**RAW DATA**.
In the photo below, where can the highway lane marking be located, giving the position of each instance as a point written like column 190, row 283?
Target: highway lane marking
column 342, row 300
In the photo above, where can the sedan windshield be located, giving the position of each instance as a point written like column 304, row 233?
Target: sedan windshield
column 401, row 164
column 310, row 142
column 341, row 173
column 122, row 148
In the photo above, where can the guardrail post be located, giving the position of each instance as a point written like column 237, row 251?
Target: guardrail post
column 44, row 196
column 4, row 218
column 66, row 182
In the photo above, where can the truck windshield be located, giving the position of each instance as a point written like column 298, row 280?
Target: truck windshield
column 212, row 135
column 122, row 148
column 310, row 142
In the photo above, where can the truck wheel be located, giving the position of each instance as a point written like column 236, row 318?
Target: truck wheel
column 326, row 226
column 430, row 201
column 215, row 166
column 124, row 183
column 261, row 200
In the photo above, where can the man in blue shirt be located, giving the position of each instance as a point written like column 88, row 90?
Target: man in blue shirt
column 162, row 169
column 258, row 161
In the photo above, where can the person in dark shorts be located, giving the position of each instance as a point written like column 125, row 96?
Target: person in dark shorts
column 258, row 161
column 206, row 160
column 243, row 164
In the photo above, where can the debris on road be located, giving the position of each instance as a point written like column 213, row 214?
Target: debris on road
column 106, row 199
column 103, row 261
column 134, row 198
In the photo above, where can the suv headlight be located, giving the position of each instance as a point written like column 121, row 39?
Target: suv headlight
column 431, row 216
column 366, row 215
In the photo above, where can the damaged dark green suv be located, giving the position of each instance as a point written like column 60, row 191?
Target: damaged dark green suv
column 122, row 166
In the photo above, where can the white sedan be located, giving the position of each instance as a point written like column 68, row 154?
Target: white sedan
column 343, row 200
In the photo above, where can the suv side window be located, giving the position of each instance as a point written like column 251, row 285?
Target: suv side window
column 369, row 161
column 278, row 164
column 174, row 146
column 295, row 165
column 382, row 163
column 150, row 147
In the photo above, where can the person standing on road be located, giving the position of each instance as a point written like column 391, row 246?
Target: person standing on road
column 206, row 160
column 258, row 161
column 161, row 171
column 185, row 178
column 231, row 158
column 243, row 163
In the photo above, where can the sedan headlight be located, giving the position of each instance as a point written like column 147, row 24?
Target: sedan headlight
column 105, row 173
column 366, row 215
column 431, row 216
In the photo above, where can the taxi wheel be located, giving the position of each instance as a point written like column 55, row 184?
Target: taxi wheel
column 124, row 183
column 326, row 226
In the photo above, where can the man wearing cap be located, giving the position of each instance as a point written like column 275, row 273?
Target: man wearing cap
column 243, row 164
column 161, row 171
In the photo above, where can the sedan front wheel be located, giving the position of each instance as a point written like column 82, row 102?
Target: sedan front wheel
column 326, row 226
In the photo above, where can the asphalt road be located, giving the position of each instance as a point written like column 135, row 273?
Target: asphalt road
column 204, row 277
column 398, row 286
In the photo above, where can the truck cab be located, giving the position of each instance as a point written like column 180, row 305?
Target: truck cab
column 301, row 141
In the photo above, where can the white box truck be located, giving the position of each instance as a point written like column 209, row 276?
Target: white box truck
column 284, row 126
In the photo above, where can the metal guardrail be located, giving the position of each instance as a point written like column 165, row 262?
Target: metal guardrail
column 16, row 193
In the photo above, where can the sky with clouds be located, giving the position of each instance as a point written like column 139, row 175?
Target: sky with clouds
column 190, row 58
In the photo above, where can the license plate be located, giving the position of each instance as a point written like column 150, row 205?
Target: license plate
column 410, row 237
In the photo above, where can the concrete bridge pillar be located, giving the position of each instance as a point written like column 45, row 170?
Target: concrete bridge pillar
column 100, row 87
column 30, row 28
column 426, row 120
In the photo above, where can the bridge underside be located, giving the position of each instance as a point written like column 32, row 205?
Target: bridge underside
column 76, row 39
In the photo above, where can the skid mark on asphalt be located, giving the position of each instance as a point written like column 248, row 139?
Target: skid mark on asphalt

**WHAT NEEDS TO BE DONE**.
Copy out the entire listing above, keeping every line word for word and unchanged.

**WRITTEN ANSWER**.
In the photo below, where can the highway lane marking be located, giving the position of each instance as a point written like column 190, row 283?
Target: highway lane marking
column 342, row 300
In the photo above, where can the sedan windshield be located, giving the position of each instance as a point written like column 304, row 233?
Target: sedan windshield
column 401, row 164
column 310, row 142
column 341, row 173
column 122, row 148
In the photo above, where can the guardrail post be located, giving the position of each instance as a point written like column 237, row 251?
Target: guardrail post
column 44, row 196
column 4, row 218
column 66, row 182
In the photo above, where can the truck windshield be located, giving the position of each instance as a point written like column 298, row 280?
Target: truck windshield
column 212, row 135
column 122, row 148
column 310, row 142
In the photo above, where can the truck wheel be located, giving the position of each instance as a point written like column 236, row 318?
Target: truck wheel
column 326, row 226
column 430, row 201
column 215, row 166
column 124, row 183
column 261, row 200
In the photo above, where can the man in blue shirt be located, giving the position of each instance as a point written like column 88, row 90?
Target: man in blue shirt
column 162, row 169
column 258, row 161
In the photo above, where can the person in dark shorts be located, giving the position of each instance as a point written like column 125, row 96?
Target: person in dark shorts
column 258, row 161
column 206, row 160
column 243, row 164
In the photo above, where can the debris on road be located, giving the position of each instance as a point written like column 213, row 214?
Target: debris on road
column 106, row 199
column 103, row 261
column 134, row 198
In the photo above, where can the suv headlight be located, giving the position of each instance as a point written like column 121, row 39?
Target: suv headlight
column 431, row 216
column 366, row 215
In the photo above, where can the damaged dark green suv be located, giving the position of each instance as a point written like column 60, row 191?
Target: damaged dark green suv
column 122, row 166
In the photo above, where can the white sedan be located, giving the position of each instance as a point written like column 68, row 154?
Target: white sedan
column 343, row 200
In the photo above, where can the suv side window be located, giving the position of each instance as a point written like column 251, row 285?
Target: suv side window
column 369, row 161
column 278, row 164
column 174, row 146
column 295, row 165
column 382, row 163
column 150, row 147
In the photo above, where can the person standing on road be located, giving the position of each instance as a point written like column 391, row 246?
Target: person standing on road
column 206, row 160
column 258, row 161
column 161, row 171
column 185, row 178
column 231, row 158
column 243, row 163
In the photo above, where can the sedan headlight be located, giving the position of each instance as a point written like column 147, row 24?
Target: sedan headlight
column 105, row 173
column 366, row 215
column 431, row 216
In the photo above, where can the taxi wheel be located, giving the position of each instance as a point written like column 55, row 184?
Target: taxi wheel
column 124, row 183
column 326, row 226
In the photo above, where can the man wearing cap be located, giving the position of each instance as a point written like column 275, row 273?
Target: man wearing cap
column 243, row 164
column 161, row 171
In the photo above, where can the sedan front wheel be located, giving the position of each instance as a point written like column 82, row 102?
Target: sedan front wheel
column 326, row 226
In the photo above, where can the asphalt road be located, giving the position of each instance as a point written like column 135, row 273?
Target: asphalt road
column 204, row 277
column 398, row 286
In the photo above, where can the truck cab be located, giving the position of each instance as a point written like column 180, row 305?
Target: truck cab
column 301, row 141
In the photo above, where can the white box truck be located, giving the position of each instance as a point written like column 209, row 276?
Target: white box truck
column 284, row 126
In the photo above, where can the metal guardrail be located, giving the position of each instance as a point written like column 165, row 262?
Target: metal guardrail
column 16, row 193
In the photo above, where can the sky with clouds be located, giving the position of each instance as a point written like column 139, row 175?
Target: sky with clouds
column 190, row 58
In the photo above, where can the license plate be located, giving the position of each instance as a point written like column 150, row 205?
Target: license plate
column 410, row 237
In the photo above, where can the concrete bridge pillar be located, giving the position of each instance as a point written like column 45, row 170?
Target: concrete bridge pillar
column 100, row 87
column 30, row 28
column 426, row 120
In the photo above, where can the bridge underside be located, giving the position of each instance as a point written like column 32, row 205?
Target: bridge underside
column 76, row 39
In the photo above, where can the skid mark on asphalt be located, giving the position of each instance as a point written like column 248, row 139?
Target: skid mark on asphalt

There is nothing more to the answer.